→ Text section
⟨
Desmond Meade speaks at an event at Tulane University.Erika Goldring / Getty

This November, Florida voters will choose a new governor in one of the nation’s most contested—and consequential—races. But if they look to the bottom of the ballot, they will also be asked to decide whether the right to vote should be granted to 1.5 million former felons who live in the state. With Iowa and Kentucky, Florida is one of just three states in the nation to automatically and permanently keep anyone who has committed a felony from ever voting again. A grassroots movement headed by former felons seeks to change that.

Amendment Four’s two leading advocates and most dogged supporters make for strange bedfellows: Neil Volz, a white, conservative former congressional chief of staff who was sentenced to probation for his role in a lobbying scandal; and Desmond Meade, a black, formerly homeless man who served several years in prison for drug and weapon charges. Together, they are asking the state’s voters—citizens, they emphasize, just like them—for forgiveness.

“Returning citizens”—a term the movement’s organizers much prefer to felons—across the state are visiting churches, speaking at community events, and telling their neighbors about their experiences. It is in these heart-to-heart conversations, activists believe, that they can convince Floridians to vote not for a political issue, but for a fundamental value: “When a debt is paid, it’s paid,” as several organizers put it to me. It’s a value that activists at the Florida Rights Restoration Coalition (FRRC) think has universal appeal. But the main problem, organizers told me, is simply spreading the word. The amendment would give all former felons, except for convicted murderers and sex offenders, the right to vote once they complete all terms of their sentence. To pass, at least 60 percent of the state’s voters must support it. And that means that several million Floridians will have to accept, on good faith alone, that people who have been convicted of serious crimes should be fully accepted back into their communities. That’s not always an easy ask.

Volz, the FRRC’s treasurer, came to Florida by way of Washington, D.C. In 2006, Volz pleaded guilty to felony conspiracy, for which he avoided prison time by cooperating with law enforcement to help bring down nearly a dozen political operatives (and former colleagues) in the notorious Jack Abramoff lobbying scandal. He moved to Florida 10 years ago to start over after his Washington world fell apart. He knew felons couldn’t vote in the state, and he disagreed with the policy, but he stayed away from the burgeoning movement that sought to change that law. “I felt a little selfish,” Volz told me, “which is what got me in trouble in the first place.” But when he heard about a young black man from his church who faced the permanent loss of his vote for stealing a phone that he later returned , Volz thought it might be time for him to get back into politics. “That stirred a lot in my heart,” Volz told me. Three days later, he met another felon, Meade, the FRRC’s president and CEO. “I think it was a divine appointment.”
⟩
According to the article on Florida's voting rights amendment, what share of the state's voters must support the amendment for it to pass? Please answer in one sentence.

→ Records supplied
⟨
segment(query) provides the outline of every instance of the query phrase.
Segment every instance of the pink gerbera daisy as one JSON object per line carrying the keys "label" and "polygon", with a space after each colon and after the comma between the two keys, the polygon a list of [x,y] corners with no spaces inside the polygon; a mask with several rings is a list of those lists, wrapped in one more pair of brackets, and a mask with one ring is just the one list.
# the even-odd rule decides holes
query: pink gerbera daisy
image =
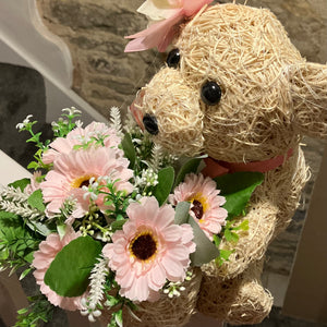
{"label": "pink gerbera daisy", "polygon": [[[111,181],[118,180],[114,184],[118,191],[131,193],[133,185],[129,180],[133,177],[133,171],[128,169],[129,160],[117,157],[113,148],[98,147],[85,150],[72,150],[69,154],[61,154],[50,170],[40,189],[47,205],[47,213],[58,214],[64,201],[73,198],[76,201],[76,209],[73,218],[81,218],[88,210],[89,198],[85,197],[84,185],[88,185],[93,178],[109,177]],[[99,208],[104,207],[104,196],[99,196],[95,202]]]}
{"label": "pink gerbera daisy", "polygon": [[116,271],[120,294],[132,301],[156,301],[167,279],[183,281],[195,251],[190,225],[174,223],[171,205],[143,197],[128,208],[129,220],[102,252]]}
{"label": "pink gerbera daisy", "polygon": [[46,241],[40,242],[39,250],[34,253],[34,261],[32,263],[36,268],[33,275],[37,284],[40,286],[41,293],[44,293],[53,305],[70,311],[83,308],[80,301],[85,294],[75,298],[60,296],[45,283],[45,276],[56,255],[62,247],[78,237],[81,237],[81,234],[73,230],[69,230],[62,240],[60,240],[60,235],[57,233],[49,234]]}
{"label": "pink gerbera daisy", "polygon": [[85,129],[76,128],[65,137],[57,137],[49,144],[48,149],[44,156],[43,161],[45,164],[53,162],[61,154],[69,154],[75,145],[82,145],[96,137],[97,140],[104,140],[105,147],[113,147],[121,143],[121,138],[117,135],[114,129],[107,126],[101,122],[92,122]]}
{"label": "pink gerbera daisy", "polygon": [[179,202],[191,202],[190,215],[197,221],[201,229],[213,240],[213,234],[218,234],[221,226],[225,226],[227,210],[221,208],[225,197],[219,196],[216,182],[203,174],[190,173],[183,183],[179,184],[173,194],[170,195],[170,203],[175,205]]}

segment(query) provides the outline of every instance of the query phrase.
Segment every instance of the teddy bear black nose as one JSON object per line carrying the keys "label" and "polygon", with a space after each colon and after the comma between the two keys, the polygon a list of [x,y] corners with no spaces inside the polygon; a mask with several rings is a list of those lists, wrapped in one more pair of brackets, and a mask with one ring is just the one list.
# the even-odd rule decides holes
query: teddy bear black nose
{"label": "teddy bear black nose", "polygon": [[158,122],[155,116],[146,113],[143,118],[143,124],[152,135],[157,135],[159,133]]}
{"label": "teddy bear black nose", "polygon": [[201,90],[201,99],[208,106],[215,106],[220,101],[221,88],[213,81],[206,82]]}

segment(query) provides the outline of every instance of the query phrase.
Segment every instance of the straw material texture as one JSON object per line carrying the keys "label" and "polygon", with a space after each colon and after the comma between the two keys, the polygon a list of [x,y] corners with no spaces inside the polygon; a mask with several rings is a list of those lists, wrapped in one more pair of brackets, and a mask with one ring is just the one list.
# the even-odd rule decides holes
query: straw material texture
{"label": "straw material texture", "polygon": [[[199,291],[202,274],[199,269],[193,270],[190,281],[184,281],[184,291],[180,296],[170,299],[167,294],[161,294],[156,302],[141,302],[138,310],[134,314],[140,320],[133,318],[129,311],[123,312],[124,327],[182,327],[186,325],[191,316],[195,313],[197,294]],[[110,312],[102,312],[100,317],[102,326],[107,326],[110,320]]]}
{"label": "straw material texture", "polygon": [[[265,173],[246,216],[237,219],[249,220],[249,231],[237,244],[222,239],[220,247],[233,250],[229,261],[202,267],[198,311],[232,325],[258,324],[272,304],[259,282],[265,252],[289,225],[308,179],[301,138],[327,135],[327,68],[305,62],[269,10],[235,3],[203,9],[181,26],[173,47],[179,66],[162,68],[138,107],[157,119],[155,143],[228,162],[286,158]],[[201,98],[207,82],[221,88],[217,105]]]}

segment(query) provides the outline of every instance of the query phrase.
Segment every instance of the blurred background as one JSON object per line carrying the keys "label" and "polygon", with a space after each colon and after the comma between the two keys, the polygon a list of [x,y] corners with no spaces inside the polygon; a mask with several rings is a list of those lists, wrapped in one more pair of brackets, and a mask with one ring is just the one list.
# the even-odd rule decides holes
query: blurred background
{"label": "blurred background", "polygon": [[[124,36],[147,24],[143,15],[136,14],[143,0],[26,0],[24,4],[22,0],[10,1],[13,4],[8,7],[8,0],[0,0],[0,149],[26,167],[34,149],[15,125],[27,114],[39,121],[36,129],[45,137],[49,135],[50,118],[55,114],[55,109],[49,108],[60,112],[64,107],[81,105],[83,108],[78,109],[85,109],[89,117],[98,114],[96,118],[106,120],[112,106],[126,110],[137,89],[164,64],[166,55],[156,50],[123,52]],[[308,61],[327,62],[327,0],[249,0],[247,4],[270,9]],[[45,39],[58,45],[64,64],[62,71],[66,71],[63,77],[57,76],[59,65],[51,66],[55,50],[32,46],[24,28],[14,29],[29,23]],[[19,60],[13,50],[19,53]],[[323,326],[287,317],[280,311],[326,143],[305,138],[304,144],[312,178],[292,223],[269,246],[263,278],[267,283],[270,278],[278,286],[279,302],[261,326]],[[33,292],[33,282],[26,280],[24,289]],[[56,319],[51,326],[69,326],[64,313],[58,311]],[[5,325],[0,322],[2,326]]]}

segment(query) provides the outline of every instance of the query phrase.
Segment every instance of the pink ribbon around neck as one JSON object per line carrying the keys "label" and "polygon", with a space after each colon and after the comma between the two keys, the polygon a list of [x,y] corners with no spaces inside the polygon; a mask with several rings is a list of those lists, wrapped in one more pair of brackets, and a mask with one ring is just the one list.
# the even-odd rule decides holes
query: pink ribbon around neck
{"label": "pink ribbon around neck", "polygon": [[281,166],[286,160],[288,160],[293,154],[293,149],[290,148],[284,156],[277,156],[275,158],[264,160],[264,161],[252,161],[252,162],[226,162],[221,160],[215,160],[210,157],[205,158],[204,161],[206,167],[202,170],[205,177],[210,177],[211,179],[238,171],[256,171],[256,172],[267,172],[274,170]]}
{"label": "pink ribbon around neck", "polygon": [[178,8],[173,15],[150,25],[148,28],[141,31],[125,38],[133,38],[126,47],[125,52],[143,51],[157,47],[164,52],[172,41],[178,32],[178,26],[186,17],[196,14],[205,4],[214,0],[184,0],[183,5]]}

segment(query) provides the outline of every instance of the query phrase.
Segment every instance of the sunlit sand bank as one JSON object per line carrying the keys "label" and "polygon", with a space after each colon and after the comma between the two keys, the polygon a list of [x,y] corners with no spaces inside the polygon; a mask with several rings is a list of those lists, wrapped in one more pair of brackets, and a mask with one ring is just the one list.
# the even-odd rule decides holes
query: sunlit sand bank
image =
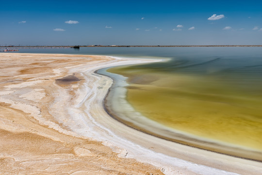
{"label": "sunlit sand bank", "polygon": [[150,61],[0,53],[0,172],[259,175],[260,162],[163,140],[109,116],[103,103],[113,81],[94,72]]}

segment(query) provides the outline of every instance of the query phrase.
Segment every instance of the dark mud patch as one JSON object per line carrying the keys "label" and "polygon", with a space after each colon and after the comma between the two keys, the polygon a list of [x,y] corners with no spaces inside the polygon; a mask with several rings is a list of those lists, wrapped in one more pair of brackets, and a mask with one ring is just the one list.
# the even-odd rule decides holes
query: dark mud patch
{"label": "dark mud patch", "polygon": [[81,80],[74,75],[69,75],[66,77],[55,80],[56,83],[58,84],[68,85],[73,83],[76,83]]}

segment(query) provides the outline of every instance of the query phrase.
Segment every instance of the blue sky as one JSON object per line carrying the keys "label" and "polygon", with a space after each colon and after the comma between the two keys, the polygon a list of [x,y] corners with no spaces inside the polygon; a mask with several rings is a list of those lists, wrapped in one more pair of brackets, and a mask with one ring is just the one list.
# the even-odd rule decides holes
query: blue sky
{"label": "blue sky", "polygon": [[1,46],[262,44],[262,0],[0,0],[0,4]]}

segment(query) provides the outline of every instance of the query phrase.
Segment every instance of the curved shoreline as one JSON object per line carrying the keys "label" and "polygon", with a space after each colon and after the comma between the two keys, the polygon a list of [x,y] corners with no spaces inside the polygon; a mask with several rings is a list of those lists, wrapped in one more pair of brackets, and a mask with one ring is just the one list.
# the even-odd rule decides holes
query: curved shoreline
⟩
⟨
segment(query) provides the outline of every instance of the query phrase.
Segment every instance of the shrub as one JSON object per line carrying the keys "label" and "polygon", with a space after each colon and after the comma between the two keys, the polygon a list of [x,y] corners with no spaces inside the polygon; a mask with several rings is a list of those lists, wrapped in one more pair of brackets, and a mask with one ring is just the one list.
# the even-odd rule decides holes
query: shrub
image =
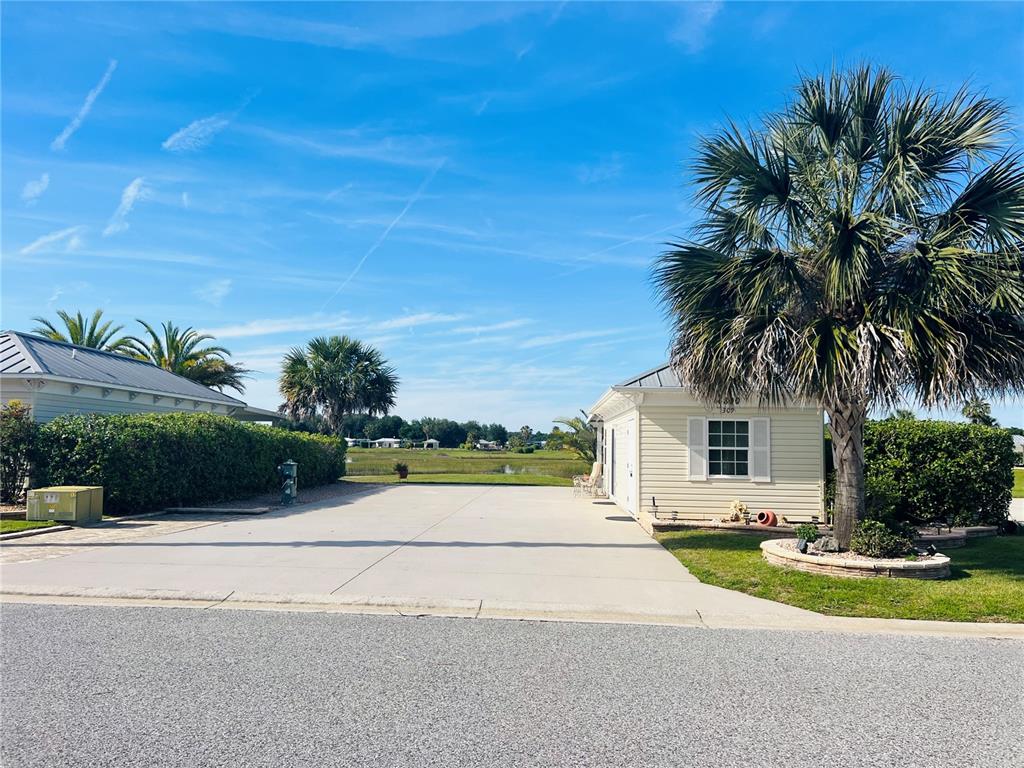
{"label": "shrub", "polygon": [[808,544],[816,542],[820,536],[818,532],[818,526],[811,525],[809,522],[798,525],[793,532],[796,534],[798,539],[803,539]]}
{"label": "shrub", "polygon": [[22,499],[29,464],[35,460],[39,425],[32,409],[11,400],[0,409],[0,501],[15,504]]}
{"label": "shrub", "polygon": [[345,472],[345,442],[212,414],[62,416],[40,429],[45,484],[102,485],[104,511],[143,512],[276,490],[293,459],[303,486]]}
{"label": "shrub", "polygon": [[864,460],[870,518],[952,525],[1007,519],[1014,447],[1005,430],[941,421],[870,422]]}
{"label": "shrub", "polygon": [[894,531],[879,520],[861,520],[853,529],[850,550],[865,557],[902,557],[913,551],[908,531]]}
⟩
→ The completed task
At least 60 percent of Florida's voters must support the amendment for it to pass.